_What to work on_.
Every line of the data is to be transcribed as it stands.

_Data for review_.
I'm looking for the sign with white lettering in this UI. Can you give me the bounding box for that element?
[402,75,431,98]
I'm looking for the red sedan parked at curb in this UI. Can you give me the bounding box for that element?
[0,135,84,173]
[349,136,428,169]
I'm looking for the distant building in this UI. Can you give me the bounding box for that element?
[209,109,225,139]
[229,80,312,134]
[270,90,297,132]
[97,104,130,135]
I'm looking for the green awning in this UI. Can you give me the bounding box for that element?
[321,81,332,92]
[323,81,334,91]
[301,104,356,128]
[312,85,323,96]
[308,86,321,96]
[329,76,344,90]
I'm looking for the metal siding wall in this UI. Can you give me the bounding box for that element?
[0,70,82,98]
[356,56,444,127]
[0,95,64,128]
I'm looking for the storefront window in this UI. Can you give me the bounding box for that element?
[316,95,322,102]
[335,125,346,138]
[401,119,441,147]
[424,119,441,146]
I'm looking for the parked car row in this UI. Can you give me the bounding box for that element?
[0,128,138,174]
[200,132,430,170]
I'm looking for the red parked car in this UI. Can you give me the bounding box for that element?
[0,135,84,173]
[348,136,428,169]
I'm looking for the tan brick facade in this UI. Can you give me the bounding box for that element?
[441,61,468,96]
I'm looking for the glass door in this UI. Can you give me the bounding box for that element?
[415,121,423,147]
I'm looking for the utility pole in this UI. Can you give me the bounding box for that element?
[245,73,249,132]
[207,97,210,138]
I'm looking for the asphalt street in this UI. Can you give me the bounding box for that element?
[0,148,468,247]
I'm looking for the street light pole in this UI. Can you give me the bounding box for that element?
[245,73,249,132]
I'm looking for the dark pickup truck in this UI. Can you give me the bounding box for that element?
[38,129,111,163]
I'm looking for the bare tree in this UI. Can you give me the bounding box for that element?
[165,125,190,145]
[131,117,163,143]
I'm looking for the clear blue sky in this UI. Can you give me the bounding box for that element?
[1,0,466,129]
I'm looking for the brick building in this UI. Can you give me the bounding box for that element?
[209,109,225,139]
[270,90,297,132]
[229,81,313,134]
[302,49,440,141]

_Response to this task_.
I'm looking for the sign with white lettering in this UI. Can you give me the bounding box for that element?
[402,75,431,98]
I'm looking for the red sedan parked at curb in this UI. Can you give me the bounding box for that element?
[0,135,84,173]
[349,136,428,169]
I'm looking for the distant building in this UI. Can you give me the bounding box for that element?
[209,109,225,139]
[229,80,312,134]
[270,90,297,132]
[97,104,130,135]
I'm looking for the green awning in this UI. Can you give me the bounding box for that element?
[321,81,332,92]
[323,81,334,91]
[301,104,356,128]
[312,85,323,96]
[308,86,321,96]
[329,76,344,90]
I'm looking for the metal siding wall in this UI. Can you give me the bounding box for that element?
[0,70,82,98]
[356,56,444,127]
[0,95,64,128]
I'm looking for the storefront window in this UI. Can you give me the bounding box for that element?
[316,95,322,102]
[335,125,346,138]
[401,119,441,147]
[424,119,441,146]
I'm looking for the parked car row in this UI. Can you give me the bounding box for that element?
[0,128,138,174]
[200,132,430,170]
I'm looking for the red parked car in this UI. Can you give me the bounding box for that element?
[0,135,84,173]
[348,136,428,169]
I'm looking for the tan brick facade in this UI. Can you give me the bounding box for that element?
[441,61,468,96]
I'm looking for the glass door in this UI. Can you give me the bounding box for that element?
[415,121,423,147]
I'm looking for the utility pole in this UI. Can you give me the bounding box for that element?
[245,73,249,132]
[207,97,210,138]
I'm looking for the asphalt street in this UI. Can you give me the bounding box for that element?
[0,148,468,247]
I'm looking for the street light pole in this UI. Can you give me the bounding box for that element?
[245,73,249,132]
I'm looking for the dark pickup truck in this UI. Can you give me the bounding box for that element?
[38,129,111,163]
I'm looking for the bare tree in this UI. Can you give me the bounding box for that element?
[165,125,190,145]
[131,117,163,143]
I'm looking for the clear blue sky in this UI. Can you give me the bounding box for that element?
[1,0,466,129]
I'm looking for the brick building in this UI. Can you give me the bounding box for that element?
[209,109,225,139]
[270,90,297,132]
[229,81,313,134]
[302,49,440,141]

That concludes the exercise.